YOUR INSTRUCTIONS> From the passage on the history of pain below, list every treatment that ancient civilizations recorded on stone tablets.

PAGE EXCERPT>
==============================
Ancient civilizations recorded on stone tablets accounts of pain and the treatments used: pressure, heat, water, and sun. Early humans related pain to evil, magic, and demons. Relief of pain was the responsibility of sorcerers, shamans, priests, and priestesses, who used herbs, rites, and ceremonies as their treatments.
The Greeks and Romans were the first to advance a theory of sensation, the idea that the brain and nervous system have a role in producing the perception of pain. But it was not until the Middle Ages and well into the Renaissance-the 1400s and 1500s-that evidence began to accumulate in support of these theories.
Leonardo da Vinci and his contemporaries came to believe that the brain was the central organ responsible for sensation. Da Vinci also developed the idea that the spinal cord transmits sensations to the brain.
==============================
RECORDS SUPPLIED>
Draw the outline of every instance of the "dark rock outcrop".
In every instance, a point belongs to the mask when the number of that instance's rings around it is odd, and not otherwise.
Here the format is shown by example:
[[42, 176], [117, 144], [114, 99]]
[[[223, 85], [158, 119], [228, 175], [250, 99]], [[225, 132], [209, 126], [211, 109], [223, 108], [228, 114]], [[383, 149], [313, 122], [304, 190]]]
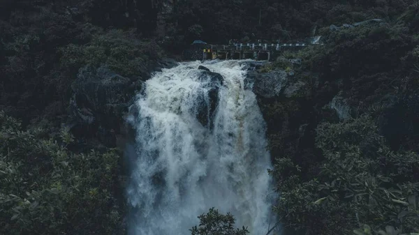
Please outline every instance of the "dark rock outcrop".
[[162, 59], [141, 76], [132, 77], [122, 77], [105, 67], [82, 68], [71, 85], [68, 126], [78, 137], [97, 139], [107, 146], [115, 146], [117, 137], [124, 131], [124, 117], [143, 81], [150, 77], [151, 72], [177, 64], [174, 59]]
[[218, 73], [203, 70], [199, 79], [201, 81], [207, 82], [208, 99], [205, 98], [205, 94], [200, 96], [198, 102], [200, 105], [196, 110], [197, 119], [203, 126], [208, 126], [212, 124], [211, 120], [218, 105], [218, 95], [219, 89], [223, 85], [223, 76]]
[[275, 70], [269, 73], [249, 72], [244, 81], [245, 88], [251, 88], [256, 96], [274, 98], [281, 94], [288, 81], [285, 70]]
[[207, 71], [210, 71], [210, 69], [205, 66], [198, 66], [198, 69], [201, 69], [203, 70], [207, 70]]
[[69, 109], [73, 130], [82, 136], [97, 133], [94, 137], [105, 145], [113, 146], [130, 100], [142, 84], [103, 67], [81, 69], [71, 87], [73, 95]]

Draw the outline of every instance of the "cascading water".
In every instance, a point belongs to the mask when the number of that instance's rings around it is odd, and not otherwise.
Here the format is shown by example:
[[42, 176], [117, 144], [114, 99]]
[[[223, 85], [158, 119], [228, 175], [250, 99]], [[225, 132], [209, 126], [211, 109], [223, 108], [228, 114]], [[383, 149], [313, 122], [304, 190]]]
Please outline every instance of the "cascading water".
[[129, 118], [137, 156], [128, 234], [190, 234], [211, 207], [230, 212], [251, 234], [267, 232], [270, 158], [242, 62], [181, 63], [145, 83]]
==============================
EXERCISE SOLUTION> Pressure, heat, water, and sun.